╭─ DATA LISTING

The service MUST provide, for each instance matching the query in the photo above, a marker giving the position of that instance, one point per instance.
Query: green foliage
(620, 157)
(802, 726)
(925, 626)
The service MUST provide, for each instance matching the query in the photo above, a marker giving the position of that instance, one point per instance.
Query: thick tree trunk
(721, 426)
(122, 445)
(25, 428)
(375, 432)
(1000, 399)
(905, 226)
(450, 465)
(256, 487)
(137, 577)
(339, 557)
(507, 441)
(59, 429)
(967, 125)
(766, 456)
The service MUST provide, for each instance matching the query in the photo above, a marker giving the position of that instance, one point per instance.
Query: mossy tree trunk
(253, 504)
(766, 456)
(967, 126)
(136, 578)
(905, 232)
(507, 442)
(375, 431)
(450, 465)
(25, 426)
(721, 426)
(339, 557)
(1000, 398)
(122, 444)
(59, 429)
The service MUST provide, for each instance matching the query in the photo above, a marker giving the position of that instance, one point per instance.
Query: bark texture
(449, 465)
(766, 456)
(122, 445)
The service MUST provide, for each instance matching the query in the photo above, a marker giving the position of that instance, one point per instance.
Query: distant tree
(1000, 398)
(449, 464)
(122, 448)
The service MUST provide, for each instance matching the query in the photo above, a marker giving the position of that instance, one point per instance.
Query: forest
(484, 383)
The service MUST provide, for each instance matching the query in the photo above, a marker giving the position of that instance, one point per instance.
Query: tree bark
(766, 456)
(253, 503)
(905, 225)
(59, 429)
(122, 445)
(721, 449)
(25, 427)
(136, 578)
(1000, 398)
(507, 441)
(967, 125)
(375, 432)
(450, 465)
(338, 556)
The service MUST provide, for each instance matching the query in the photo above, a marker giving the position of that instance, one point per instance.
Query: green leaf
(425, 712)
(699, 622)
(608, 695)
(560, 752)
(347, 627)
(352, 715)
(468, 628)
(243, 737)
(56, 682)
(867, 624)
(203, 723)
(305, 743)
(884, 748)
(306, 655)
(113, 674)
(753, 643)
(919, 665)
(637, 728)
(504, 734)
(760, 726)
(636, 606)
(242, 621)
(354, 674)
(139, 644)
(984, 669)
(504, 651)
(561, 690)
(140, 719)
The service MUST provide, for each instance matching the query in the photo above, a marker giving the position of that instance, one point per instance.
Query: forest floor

╰─

■ **TASK BRIEF**
Send back the complete set of entries, exactly as shown above.

■ **SOLUTION BELOW**
The service MUST provide, for each instance matching the query in the photo above, a marker giving the position of that instance, one point per instance.
Query: green foliage
(620, 157)
(802, 726)
(925, 626)
The service MUST provide, for each instance matching the query in the photo above, a marker giving the position of that instance, one point per instance.
Query: thick tree trunk
(721, 426)
(122, 445)
(25, 428)
(375, 432)
(1000, 399)
(905, 226)
(450, 465)
(256, 487)
(137, 577)
(339, 557)
(507, 441)
(59, 429)
(967, 125)
(766, 456)
The service MUST provide, for each instance matching the query in the photo above, a marker giving the position of that instance, one point per instance.
Query: mossy tree trunk
(253, 504)
(766, 456)
(967, 126)
(136, 578)
(905, 232)
(507, 442)
(375, 431)
(450, 465)
(25, 426)
(721, 426)
(339, 557)
(1000, 398)
(122, 444)
(59, 429)
The service MUST provide, for each instance matching the query in the photo above, a marker giving the position of that instance, one point per instance.
Query: bark texture
(449, 465)
(766, 456)
(122, 445)
The service MUST provide, for each instance matching the query in the photo above, a marker giving the position of that instance, one point per instance.
Query: distant tree
(1000, 398)
(449, 464)
(122, 448)
The service MUST provide, for each instance matching the query in the photo above, a marker giving the position of that instance, one point per instance.
Query: forest
(484, 383)
The service MUST provide, for each instance matching the query in the photo above, a marker giving the position of that instance, one point per instance.
Query: tree bark
(766, 456)
(253, 503)
(905, 225)
(59, 429)
(122, 445)
(721, 449)
(25, 427)
(136, 578)
(1000, 398)
(507, 441)
(967, 125)
(375, 432)
(450, 465)
(338, 556)
The service MUST provide, for each instance matching the query in the photo above, a marker giving the position of that instance, one point per instance.
Query: green leaf
(425, 712)
(699, 622)
(608, 695)
(560, 752)
(347, 627)
(352, 715)
(468, 628)
(243, 737)
(56, 682)
(867, 624)
(203, 723)
(305, 743)
(884, 748)
(306, 655)
(113, 674)
(753, 643)
(919, 665)
(637, 728)
(504, 734)
(760, 726)
(636, 606)
(242, 621)
(354, 674)
(139, 644)
(984, 669)
(504, 651)
(561, 690)
(140, 719)
The service MUST provide, for each instance matching the query in the photo above, a marker giving the position of that instance, one point per instance.
Query: forest floor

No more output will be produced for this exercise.